## Begin

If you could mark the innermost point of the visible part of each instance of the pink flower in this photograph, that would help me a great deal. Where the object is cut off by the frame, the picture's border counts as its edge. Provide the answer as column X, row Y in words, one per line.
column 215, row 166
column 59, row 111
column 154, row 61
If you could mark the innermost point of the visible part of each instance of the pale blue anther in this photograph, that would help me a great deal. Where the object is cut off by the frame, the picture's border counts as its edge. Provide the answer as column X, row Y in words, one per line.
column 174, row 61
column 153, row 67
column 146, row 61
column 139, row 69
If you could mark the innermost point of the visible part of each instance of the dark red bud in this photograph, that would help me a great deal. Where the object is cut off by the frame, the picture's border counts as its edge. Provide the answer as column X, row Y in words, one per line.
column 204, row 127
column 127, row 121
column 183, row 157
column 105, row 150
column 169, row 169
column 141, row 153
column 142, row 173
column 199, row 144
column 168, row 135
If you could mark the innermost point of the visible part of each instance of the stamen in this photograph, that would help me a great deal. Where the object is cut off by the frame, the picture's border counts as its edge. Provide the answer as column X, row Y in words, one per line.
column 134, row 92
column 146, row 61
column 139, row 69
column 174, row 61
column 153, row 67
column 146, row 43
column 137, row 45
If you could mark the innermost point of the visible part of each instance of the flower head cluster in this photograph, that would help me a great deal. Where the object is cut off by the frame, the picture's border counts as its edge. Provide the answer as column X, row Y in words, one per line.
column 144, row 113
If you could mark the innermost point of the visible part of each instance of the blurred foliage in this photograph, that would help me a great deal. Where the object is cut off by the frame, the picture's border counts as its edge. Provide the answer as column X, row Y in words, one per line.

## End

▶ [The request] Turn the rows into a numbered list, starting with the line that contains "of the flower" and ending with the last of the rows. Leave out any blank lines.

▶ [The completed task]
1. If you could mark the innermost point of the visible part of each instance of the flower head cluster in this photograph, that would help me a great deal. Where the object is cut off by the frame, the picture's border counts as its edge. Provide the answer as column X, row Y in words, one per line.
2. column 144, row 113
3. If you could mark the innermost point of the visible part of each instance of the blurred foliage in this photograph, that would help me a great deal. Where the object is cut off by the frame, the picture's border counts as its edge. Provide the answer as column X, row Y in words, one per line.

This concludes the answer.